====== EXTRACTED MATERIAL

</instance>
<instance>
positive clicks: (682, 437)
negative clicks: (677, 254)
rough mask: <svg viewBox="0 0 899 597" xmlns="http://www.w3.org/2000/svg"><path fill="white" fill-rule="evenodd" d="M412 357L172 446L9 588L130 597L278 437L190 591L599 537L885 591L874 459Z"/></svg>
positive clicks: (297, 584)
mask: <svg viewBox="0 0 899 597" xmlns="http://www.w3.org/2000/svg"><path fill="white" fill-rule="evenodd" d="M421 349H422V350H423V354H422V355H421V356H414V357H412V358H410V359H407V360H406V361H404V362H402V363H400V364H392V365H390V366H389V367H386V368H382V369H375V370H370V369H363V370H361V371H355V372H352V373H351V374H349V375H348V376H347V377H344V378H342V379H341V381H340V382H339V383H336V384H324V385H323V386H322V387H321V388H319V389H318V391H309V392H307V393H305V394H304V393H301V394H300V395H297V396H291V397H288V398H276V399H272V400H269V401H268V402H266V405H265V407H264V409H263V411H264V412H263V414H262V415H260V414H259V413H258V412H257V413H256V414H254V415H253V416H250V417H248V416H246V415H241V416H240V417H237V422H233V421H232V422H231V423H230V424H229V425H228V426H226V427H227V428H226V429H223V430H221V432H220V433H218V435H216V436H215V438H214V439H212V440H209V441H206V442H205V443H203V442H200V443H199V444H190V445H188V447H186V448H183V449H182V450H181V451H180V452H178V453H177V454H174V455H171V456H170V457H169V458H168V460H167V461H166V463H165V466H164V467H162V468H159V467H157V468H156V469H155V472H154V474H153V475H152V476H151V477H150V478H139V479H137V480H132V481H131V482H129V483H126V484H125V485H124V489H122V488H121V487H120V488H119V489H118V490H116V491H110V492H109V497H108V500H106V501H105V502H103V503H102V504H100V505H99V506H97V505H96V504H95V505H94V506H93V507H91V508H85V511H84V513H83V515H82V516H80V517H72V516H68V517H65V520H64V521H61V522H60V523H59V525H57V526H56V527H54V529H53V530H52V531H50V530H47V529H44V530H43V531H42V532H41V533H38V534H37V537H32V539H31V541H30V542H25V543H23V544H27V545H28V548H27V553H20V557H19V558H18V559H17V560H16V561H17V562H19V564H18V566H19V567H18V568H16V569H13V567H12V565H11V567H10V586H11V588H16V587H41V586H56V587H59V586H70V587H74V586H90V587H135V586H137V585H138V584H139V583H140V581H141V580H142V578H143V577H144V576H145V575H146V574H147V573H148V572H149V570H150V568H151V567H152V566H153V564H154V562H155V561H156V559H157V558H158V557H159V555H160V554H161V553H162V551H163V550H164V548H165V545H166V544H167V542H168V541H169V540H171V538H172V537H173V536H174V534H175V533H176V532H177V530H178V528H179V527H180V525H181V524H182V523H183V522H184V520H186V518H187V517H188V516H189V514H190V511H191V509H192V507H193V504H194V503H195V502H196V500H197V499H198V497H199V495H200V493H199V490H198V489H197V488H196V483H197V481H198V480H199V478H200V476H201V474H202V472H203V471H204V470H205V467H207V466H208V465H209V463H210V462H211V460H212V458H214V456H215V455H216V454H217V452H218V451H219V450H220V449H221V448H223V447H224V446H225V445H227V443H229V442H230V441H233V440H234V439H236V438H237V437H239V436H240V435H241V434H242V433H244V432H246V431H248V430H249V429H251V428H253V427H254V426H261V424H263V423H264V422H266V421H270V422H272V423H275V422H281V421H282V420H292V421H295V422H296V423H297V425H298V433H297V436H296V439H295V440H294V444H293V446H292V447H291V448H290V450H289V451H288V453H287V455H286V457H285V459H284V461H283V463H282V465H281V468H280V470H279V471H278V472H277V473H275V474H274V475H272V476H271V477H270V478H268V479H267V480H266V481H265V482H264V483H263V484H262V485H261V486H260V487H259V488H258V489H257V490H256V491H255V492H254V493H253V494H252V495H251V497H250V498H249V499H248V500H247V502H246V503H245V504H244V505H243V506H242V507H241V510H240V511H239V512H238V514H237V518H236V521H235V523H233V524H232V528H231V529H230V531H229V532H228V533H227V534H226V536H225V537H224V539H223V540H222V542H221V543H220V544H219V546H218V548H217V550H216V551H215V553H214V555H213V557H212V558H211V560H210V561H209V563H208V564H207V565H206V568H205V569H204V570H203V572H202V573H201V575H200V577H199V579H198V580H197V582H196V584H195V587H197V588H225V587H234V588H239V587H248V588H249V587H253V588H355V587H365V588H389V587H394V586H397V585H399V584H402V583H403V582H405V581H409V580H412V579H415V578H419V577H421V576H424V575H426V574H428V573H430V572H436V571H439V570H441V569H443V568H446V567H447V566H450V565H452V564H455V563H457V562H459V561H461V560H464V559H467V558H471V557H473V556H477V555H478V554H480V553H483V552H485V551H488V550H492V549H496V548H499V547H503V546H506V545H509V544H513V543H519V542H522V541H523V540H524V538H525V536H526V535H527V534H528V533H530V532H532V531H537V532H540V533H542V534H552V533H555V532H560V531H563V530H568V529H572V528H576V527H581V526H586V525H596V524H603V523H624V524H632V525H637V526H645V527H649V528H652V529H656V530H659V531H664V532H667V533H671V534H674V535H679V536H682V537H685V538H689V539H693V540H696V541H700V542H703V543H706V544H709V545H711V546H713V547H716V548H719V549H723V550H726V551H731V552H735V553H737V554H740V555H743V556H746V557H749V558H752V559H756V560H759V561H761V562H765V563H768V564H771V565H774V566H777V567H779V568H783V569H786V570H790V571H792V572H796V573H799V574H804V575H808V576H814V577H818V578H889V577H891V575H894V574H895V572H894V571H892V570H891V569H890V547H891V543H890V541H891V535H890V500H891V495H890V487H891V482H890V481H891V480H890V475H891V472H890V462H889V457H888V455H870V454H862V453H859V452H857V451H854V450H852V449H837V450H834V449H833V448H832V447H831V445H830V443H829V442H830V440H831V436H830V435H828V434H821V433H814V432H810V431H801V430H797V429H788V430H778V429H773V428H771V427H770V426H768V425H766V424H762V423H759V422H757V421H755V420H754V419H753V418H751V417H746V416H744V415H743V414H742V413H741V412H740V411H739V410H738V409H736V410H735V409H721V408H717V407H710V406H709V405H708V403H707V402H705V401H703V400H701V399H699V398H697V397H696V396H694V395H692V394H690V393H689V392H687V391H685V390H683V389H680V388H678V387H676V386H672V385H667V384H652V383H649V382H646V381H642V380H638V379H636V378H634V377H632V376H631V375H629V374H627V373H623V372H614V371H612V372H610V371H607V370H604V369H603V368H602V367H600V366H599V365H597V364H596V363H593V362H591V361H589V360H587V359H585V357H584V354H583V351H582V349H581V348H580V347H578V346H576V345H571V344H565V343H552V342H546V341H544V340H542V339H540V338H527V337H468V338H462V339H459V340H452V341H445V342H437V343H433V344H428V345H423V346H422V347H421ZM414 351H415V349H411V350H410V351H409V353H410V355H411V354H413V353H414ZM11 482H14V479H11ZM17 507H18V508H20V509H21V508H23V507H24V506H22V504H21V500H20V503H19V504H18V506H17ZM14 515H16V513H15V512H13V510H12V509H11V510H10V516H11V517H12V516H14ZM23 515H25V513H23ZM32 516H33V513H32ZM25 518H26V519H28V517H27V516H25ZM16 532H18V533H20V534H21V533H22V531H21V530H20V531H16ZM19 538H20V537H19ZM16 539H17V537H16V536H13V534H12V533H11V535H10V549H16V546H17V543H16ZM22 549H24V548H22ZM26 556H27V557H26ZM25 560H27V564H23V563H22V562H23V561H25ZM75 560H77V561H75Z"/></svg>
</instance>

============

I'd like the lines above from the one with "positive clicks: (682, 437)" up to and including the one with "rough mask: <svg" copied exactly, with no other lines.

positive clicks: (682, 437)
negative clicks: (677, 254)
rough mask: <svg viewBox="0 0 899 597" xmlns="http://www.w3.org/2000/svg"><path fill="white" fill-rule="evenodd" d="M412 357L172 446L9 588L130 597L278 437L190 591L599 537L885 591L874 459Z"/></svg>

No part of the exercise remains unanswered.